__Excerpted text__:

Provide psychological counseling to patients in a clinic setting.
As a Forensic Psychologist, you combine your love of psychology and the law to work with mentally ill individuals accused of committing crimes. One of the less obvious jobs for Psychologists, this position provides the opportunity to have a law enforcement career while utilizing the skills acquired in the psychology field. You work closely with Attorneys and the judicial system as a whole, and your role is essential in determining whether someone is mentally able to discern between right and wrong, and therefore can stand trial. You may specialize in family court, civil court, or criminal court, and may be called to testify as an expert.
What is the average salary of a Forensic Psychologist?
The U.S. Bureau of Labor Statistics reports that the average salary of a Forensic Psychologist was $64,140 as of May 2008. The lowest-paid 10 percent of Forensic Psychologists earn less than $37,900 per year, while the highest-paid 10 percent earn more than $106,840. The middle 50 percent of those employed in this position earn between $48,700 and $82,800, leaving plenty of room for growth as you gain more experience in the field.
The average salary of a Forensic Psychologist is based on a number of factors, most notably the location of the position and the employer. For example, Forensic Psychologists employed in Arizona are paid $102,310 per year on average. Other top-paying states include New Hampshire ($97,710), Maryland ($97,560), Florida ($96,380), and California ($96,000).
Are Forensic Psychologist positions available in the United States?
According to data gathered by the U.S. Bureau of Labor Statistics, projections for this field are promising. The field is expected to grow at about an average rate when compared to all other occupations. Competition is somewhat tough, meaning those with the highest level of education stand a better chance of finding employment. The most successful candidates for Forensic Psychologist positions hold at least a master’s degree, but a Ph.D. is preferred by most employers.

__Data__:
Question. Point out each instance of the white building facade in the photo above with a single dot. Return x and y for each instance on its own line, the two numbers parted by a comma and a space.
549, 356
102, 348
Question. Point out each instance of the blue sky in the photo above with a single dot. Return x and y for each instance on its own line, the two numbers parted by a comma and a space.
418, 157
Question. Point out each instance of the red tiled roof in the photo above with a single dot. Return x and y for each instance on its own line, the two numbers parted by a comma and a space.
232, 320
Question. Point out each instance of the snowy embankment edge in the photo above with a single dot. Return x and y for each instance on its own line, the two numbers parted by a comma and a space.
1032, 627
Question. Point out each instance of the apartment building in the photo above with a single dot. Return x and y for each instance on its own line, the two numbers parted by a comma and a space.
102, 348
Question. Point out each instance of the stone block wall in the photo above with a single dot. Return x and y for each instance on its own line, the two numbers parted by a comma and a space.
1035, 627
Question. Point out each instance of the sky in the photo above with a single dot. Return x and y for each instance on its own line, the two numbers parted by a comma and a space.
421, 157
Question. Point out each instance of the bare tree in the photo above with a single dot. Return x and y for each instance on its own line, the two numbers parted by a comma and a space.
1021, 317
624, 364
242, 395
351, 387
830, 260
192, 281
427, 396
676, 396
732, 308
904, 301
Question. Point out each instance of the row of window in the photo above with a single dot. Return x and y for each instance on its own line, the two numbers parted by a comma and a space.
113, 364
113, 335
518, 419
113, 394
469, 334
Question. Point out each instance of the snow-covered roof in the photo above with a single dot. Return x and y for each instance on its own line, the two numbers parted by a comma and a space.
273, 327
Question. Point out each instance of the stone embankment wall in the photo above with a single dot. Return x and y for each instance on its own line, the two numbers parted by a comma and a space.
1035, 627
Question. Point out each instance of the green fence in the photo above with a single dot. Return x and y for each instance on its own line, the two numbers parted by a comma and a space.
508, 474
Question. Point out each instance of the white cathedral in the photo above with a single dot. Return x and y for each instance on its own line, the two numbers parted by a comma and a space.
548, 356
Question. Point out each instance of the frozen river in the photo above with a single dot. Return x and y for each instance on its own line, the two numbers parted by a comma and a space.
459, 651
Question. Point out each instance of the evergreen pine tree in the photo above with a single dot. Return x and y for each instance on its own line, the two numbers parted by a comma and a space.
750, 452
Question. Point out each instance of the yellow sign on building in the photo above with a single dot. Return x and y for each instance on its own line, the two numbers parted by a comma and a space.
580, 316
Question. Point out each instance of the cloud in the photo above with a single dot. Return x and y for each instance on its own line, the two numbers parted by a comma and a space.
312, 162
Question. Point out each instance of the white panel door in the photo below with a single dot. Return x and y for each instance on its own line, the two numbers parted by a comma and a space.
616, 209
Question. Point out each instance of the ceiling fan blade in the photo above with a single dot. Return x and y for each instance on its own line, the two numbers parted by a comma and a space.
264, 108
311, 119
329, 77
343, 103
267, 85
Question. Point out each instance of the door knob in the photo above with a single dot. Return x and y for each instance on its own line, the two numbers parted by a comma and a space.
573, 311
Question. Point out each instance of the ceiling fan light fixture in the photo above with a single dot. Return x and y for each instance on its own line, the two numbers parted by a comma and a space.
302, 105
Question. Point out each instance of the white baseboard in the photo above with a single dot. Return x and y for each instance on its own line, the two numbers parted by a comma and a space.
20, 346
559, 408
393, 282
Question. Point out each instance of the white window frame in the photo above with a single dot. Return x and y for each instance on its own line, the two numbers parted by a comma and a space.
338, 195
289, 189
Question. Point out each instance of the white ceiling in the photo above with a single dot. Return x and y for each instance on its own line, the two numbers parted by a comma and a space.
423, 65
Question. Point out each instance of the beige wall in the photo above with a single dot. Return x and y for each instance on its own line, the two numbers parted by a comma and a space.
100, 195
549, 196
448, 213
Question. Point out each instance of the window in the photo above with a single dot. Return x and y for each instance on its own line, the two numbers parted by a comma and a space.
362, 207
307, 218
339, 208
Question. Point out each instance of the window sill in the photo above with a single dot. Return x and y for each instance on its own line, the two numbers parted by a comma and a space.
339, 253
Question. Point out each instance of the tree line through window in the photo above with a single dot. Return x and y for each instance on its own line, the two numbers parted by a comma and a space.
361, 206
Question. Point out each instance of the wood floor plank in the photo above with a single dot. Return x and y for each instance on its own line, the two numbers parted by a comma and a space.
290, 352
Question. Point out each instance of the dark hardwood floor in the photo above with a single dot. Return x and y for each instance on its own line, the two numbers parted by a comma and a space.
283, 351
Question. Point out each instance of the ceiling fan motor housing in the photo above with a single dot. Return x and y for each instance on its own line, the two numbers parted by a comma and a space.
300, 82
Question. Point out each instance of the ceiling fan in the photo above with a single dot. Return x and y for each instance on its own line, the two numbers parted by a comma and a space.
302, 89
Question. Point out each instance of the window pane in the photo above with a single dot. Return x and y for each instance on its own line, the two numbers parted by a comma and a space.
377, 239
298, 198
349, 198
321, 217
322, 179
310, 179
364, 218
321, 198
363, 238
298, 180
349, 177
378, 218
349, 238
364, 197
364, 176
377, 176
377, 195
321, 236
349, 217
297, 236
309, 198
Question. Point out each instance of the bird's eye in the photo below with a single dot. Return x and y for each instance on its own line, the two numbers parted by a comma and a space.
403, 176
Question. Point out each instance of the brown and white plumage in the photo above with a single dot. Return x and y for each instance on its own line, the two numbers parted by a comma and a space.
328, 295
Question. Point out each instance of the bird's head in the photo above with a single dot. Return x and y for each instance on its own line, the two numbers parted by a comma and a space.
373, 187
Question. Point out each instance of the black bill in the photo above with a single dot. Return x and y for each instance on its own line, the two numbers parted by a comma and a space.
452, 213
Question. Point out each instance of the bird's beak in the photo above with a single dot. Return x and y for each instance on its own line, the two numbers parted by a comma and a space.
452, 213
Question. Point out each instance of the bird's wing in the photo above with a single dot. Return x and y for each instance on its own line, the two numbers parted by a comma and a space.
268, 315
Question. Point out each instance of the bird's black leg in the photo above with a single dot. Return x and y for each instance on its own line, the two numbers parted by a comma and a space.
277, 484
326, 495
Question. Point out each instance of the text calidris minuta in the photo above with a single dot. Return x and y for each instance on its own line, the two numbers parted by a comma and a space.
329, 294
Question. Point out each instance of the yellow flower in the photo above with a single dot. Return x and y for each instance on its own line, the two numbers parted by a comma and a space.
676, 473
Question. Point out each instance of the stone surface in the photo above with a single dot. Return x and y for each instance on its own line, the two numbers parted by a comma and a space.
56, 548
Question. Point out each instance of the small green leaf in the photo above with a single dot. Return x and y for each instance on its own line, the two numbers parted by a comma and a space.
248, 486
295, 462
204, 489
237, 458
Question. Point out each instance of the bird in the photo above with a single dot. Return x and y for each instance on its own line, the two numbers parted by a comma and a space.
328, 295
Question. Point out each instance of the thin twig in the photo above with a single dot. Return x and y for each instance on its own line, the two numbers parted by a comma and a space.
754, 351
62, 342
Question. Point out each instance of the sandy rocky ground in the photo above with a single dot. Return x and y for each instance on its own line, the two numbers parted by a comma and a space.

__Directions__:
[1] In the forensic psychologist text above, why do candidates with the highest level of education have a better chance of finding employment? Answer in one to three sentences.
[2] Please list every state that the forensic psychologist text names as paying Forensic Psychologists well, along with the average yearly salary it gives for each.

__List of answers__:
[1] Candidates with the highest level of education have a better chance because competition for Forensic Psychologist positions is somewhat tough.

[2]
- Arizona: $102,310
- New Hampshire: $97,710
- Maryland: $97,560
- Florida: $96,380
- California: $96,000